It was something he again referred to before the team faced the Atlanta Hawks on Sunday. Lue said they had to avoid falling behind by double digits.
“Don’t get down 15, 16 and then fight back,” Lue said, “because then you’ve exhausted so much energy that now you can’t finish the game. “So, we just have to have that (defensive) mindset and try to do it for 48 minutes.”
His words of warning lasted 16 minutes before the Clippers were staring at a 10-point deficit.
“To me, you have to go get it. You have to play harder to go get after it. You can’t wait for luck,” Lue said. “For me, just playing 48 minutes hard and giving it all you got on both sides of the floor and that’s what we have to do.”
The Clippers, however, didn’t get the victory, losing to the Atlanta Hawks 112-108 Sunday in the first game of a five-game homestand. The loss extended their losing streak to six games.
“You know it’s a tough stretch, that happens,” Nicolas Batum said. “We got to stick together. I mean, it’s not pretty, it’s not easy right now, but we can. We can’t separate ourselves, so we’ve got to stick together, stick together as tight as a team.
“We’re going to get back to it. It’s not, it’s not easy right now. It’s not pretty, that’s for sure. But we can’t just relax. We showed some good things. We just had to finish it. That’s it.”
Lue was hoping that with a lineup change, some defensive work and perhaps a bit of luck, the Clippers could have snapped their losing streak.

[SET TASK 1]
According to the Clippers article, what three things did Lue hope would snap the losing streak?
[SET TASK 2]
Pick up the Clippers article after its final sentence and keep writing.
The records that come next have nothing to do with the Clippers article.

[MATERIAL SHOWN]
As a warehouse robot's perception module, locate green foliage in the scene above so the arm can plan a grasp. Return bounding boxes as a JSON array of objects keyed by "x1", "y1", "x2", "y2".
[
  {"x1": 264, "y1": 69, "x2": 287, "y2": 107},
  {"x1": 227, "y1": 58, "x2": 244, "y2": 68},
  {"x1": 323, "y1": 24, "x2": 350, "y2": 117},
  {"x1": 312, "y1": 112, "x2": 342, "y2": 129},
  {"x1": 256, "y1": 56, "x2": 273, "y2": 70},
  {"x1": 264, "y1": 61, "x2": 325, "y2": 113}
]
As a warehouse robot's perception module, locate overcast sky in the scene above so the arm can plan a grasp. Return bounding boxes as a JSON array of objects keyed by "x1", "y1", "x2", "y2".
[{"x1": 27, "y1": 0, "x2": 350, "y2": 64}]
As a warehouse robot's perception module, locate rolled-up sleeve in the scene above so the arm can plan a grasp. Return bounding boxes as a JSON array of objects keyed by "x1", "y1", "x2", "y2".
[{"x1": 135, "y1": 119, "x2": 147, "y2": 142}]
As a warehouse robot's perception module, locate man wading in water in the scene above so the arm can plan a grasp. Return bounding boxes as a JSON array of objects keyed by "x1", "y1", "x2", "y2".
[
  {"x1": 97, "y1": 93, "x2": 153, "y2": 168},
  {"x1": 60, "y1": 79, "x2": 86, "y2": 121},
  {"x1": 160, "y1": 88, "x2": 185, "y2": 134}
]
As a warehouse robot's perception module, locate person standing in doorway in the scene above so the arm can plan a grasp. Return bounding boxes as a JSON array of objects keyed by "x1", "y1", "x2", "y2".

[EXERCISE RESPONSE 1]
- a lineup change
- some defensive work
- a bit of luck

[EXERCISE RESPONSE 2]
The coach said that the Clippers tend to defend well in spurts and Sunday’s game was no different. They squandered a 17-point lead, trailed by as many as 11 in the third and led by 11 in the fourth before it ended in a four-point loss.
With the Clippers up, 106-102, Dejounte Murray scored a layup followed by a pair of free throws and a jump shot by Trae Young to give the Hawks a 108-106 lead. Kawhi Leonard responded with driving layup that tied the game.
Young drove the lane to put the Hawks up by two. The Clippers missed two long-range shots before Young made two more free throws to seal the game. He finished with a game-high 30 points.
Kawhi Leonard led the Clippers with 29 points, Ivica Zubac had 17 points and 18 rebounds, while three others scored in double figures. But it wasn’t enough.
With 41 games left, Lue decided a midseason change was needed and started Terance Mann at guard over Reggie Jackson, a move that gave the team an initial burst of energy. The Clippers, behind Mann’s quickness, led by as many as eight in the opening quarter, giving the team reason to hope for a different outcome.
Mann lined up alongside Leonard, Batum, Zubac and Marcus Morris Sr. Paul George did not play because of a lingering hamstring injury and Luke Kennard also was out.
With the Clippers’ second unit on the floor, though, the Hawks, led by Young and Murray, slowly chipped away at the Clippers’ lead to take a 66-52 lead at the half. Atlanta took advantage of the Clippers’ lack of 3-point shooting without George or Kennard and outscored the Clippers, 41-26, in the second quarter that started with a 13-0 run.
The Hawks scored four points in the last 8.4 seconds off John Collins’ alley-oop dunk and an ensuing inbounds steal by De’Andre Hunter for the final points of the half.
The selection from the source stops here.